** START **

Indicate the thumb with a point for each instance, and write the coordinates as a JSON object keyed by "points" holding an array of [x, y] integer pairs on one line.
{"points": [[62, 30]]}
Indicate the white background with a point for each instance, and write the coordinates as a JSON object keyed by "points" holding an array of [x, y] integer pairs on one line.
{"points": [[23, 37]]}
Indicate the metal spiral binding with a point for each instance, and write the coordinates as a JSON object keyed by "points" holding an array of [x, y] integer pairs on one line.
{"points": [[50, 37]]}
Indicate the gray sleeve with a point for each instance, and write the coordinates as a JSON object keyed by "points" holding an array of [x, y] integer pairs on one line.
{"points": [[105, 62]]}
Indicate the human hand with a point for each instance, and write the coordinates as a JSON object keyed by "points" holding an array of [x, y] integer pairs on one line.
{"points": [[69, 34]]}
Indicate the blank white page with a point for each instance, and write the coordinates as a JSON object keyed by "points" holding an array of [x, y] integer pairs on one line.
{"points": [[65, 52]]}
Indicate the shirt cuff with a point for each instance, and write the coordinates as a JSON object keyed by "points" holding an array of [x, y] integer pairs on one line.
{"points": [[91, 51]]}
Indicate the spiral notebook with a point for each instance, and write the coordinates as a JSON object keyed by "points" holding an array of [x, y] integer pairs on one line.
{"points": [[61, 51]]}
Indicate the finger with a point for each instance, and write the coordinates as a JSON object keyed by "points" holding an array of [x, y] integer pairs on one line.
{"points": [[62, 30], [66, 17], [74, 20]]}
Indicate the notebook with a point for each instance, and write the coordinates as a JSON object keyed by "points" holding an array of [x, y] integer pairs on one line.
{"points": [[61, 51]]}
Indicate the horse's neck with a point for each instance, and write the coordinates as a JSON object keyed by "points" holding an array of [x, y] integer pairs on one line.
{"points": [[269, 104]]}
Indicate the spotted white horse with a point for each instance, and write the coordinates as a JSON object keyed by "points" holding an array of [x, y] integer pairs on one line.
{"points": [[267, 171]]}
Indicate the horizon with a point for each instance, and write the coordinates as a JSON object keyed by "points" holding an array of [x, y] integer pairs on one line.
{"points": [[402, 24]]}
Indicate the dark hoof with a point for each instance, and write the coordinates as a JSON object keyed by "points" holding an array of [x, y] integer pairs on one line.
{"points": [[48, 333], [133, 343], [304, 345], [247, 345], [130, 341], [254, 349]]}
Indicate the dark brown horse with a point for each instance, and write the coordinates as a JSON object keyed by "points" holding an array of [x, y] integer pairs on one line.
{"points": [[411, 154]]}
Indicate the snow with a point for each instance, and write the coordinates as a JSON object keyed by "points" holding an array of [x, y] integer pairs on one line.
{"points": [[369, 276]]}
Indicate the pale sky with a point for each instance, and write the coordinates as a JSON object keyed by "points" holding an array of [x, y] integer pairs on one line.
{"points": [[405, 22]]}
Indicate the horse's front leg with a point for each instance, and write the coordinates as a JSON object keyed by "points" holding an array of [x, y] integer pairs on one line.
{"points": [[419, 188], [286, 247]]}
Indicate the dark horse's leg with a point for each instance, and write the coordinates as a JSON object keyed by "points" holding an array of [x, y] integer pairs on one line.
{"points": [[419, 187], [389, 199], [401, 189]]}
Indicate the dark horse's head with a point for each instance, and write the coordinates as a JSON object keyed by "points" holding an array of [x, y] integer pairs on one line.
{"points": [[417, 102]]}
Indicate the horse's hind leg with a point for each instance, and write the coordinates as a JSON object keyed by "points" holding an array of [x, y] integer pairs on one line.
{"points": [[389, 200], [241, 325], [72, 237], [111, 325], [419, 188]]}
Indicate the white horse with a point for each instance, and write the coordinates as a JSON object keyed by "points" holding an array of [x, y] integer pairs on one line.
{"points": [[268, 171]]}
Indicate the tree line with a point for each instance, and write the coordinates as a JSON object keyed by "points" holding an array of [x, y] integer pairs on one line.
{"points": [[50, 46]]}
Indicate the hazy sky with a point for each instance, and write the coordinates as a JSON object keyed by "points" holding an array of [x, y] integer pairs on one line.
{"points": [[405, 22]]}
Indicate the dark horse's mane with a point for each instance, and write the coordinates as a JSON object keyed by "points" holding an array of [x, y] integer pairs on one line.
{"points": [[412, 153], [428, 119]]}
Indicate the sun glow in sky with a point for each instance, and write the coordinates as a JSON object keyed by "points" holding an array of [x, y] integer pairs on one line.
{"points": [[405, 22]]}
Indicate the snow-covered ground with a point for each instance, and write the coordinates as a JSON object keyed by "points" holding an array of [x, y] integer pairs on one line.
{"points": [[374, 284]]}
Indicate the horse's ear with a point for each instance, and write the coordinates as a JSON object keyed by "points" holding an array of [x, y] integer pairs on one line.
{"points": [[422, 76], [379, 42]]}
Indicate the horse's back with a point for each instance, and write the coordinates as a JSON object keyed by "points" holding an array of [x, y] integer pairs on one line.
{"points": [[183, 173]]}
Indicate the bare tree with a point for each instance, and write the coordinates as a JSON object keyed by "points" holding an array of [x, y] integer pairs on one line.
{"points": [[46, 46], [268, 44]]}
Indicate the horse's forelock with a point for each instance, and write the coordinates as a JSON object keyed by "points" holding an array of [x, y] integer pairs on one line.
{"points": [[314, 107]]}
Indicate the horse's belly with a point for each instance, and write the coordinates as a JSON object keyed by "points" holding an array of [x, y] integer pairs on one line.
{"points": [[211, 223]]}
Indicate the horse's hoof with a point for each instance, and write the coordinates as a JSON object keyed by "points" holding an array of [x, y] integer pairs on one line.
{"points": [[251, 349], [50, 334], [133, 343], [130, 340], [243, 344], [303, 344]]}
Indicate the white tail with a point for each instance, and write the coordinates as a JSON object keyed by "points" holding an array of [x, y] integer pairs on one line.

** END **

Copy every row above word for word, keeping each line in its original order.

__Result__:
Indicate the thumb with a point for each instance, and write the coordinates as a JSON object keyed by "points" holding an array of [x, y] integer pairs on one line.
{"points": [[62, 30]]}
Indicate the white background with a point for each instance, and write the coordinates as a JSON object keyed by "points" holding an array of [x, y] integer pairs on one line.
{"points": [[23, 37]]}
Indicate the metal spiral binding with a point for each instance, and write the coordinates as a JSON object keyed by "points" holding an array of [x, y] integer pairs on one line.
{"points": [[50, 37]]}
Indicate the gray sleeve with a point for each instance, and write the coordinates as a JSON object keyed by "points" holding an array of [x, y] integer pairs on one line.
{"points": [[105, 62]]}
Indicate the human hand with a point for each instance, and write the coordinates as a JSON object keyed by "points" holding an array of [x, y] integer pairs on one line.
{"points": [[69, 34]]}
Indicate the blank white page with a point for each instance, and write the coordinates as a JSON object keyed by "points" holding an array of [x, y] integer pairs on one line.
{"points": [[65, 52]]}
Indicate the shirt cuff with a point for each instance, and write the coordinates as a JSON object keyed by "points" holding an array of [x, y] integer pairs on one line.
{"points": [[91, 51]]}
Indicate the spiral notebook with a point for each instance, and write the coordinates as a JSON object keyed by "points" holding an array of [x, y] integer pairs on one line.
{"points": [[61, 51]]}
Indicate the finger with a point for each instance, and write the coordinates as a JSON object keyed by "points" holding an array of [x, y] integer pairs on one line.
{"points": [[62, 30], [66, 17], [74, 20]]}
Indicate the notebook with a point for each instance, and write the coordinates as a JSON object keyed by "points" holding an array of [x, y] integer pairs on one line.
{"points": [[61, 51]]}
Indicate the horse's neck with a point for each instance, and write the coordinates as a JSON object keyed by "points" holding an array of [x, y] integer pairs on one line.
{"points": [[269, 104]]}
Indicate the spotted white horse with a point for each instance, and write the coordinates as a JSON object keyed by "points" holding an array of [x, y] integer pairs on one line.
{"points": [[267, 171]]}
Indicate the horizon with a point for each instance, and write the coordinates as a JSON object keyed by "points" holding an array of [x, y] integer pairs on one line.
{"points": [[402, 24]]}
Indicate the dark hoof with a point for each instance, and write the coordinates as a JSON object keyed by "points" holding an array of [x, y] integer pairs on one line.
{"points": [[48, 333], [133, 343], [304, 345], [247, 345], [130, 341], [254, 349]]}
Indicate the dark brown horse with a point for each instance, and write the coordinates as a JSON object keyed by "points" holding an array of [x, y] integer pairs on one line.
{"points": [[411, 154]]}
Indicate the snow with a point for each instance, and write the coordinates as a JSON object keyed by "points" holding an array of [x, y] integer pairs on one line.
{"points": [[369, 276]]}
Indicate the pale sky with a point for each instance, and write the coordinates as a JSON object keyed by "points" holding an array of [x, y] integer pairs on one line.
{"points": [[405, 22]]}
Indicate the horse's front leg with a point for each instance, and write the coordinates as a JSON object keyed by "points" holding an array of [x, y] integer pairs on one line.
{"points": [[419, 188], [286, 247]]}
Indicate the dark horse's leg with a point for each instance, and write the coordinates as a JSON object keyed by "points" holding an array of [x, y] integer pairs on one line.
{"points": [[419, 187], [389, 199], [401, 189]]}
Indicate the dark horse's head with a point for each instance, and write the coordinates as a JSON object keyed by "points" holding an array of [x, y] integer pairs on one line.
{"points": [[417, 102]]}
Indicate the horse's hind leg with a point for each instance, and write the coordinates as a JSON object keyed by "points" holding an array of [x, y] integer pairs on one line.
{"points": [[389, 200], [241, 325], [72, 237], [111, 325], [419, 188]]}
Indicate the white horse with a point for each instance, and write the coordinates as a JSON object keyed by "points" holding an array of [x, y] integer pairs on one line.
{"points": [[268, 171]]}
Indicate the tree line with a point for each instance, and write the coordinates as a JSON object keyed by "points" holding an array of [x, y] integer pairs on one line.
{"points": [[50, 46]]}
Indicate the hazy sky with a point for each instance, and write the coordinates as a JSON object keyed by "points" holding an array of [x, y] integer pairs on one line.
{"points": [[405, 22]]}
Indicate the dark horse's mane with a point for each instance, and write the coordinates as a JSON object keyed by "points" holding an array of [x, y] integer pairs on one line.
{"points": [[412, 153], [428, 119]]}
Indicate the sun glow in sky with a point for each instance, and write the coordinates as a JSON object keyed by "points" holding an array of [x, y] integer pairs on one line.
{"points": [[405, 22]]}
Indicate the snow-covered ground with a point for each instance, and write the coordinates as a JSON object keyed by "points" holding an array of [x, y] integer pairs on one line.
{"points": [[374, 284]]}
Indicate the horse's ear with a point for each instance, and write the coordinates as a JSON object keyed by "points" holding an array of [x, y] integer pairs on one line.
{"points": [[422, 76], [379, 42]]}
Indicate the horse's back with a point for each instance, and write the coordinates as a JSON object keyed by "points" holding an array of [x, y] integer pairs on one line.
{"points": [[183, 173]]}
Indicate the bare tree with a point for each instance, and write the coordinates as a JSON object keyed by "points" holding an array of [x, y] integer pairs on one line.
{"points": [[46, 46], [268, 44]]}
Indicate the horse's forelock with a point for each instance, and write the coordinates as a JSON object keyed by "points" holding an array of [x, y] integer pairs on one line.
{"points": [[314, 107]]}
Indicate the horse's belly with a point for each instance, and write the coordinates as a JSON object keyed by "points" holding an array of [x, y] integer pairs on one line.
{"points": [[211, 223]]}
Indicate the horse's hoof with a point for each instance, and write the coordinates as a JSON object keyed by "points" holding an array of [x, y] integer pairs on one line.
{"points": [[251, 349], [50, 334], [133, 343], [130, 340], [243, 344], [303, 344]]}
Indicate the white tail with a point for each instance, and write the coordinates as a JSON object keyed by "points" holding an array of [x, y] integer pairs on one line.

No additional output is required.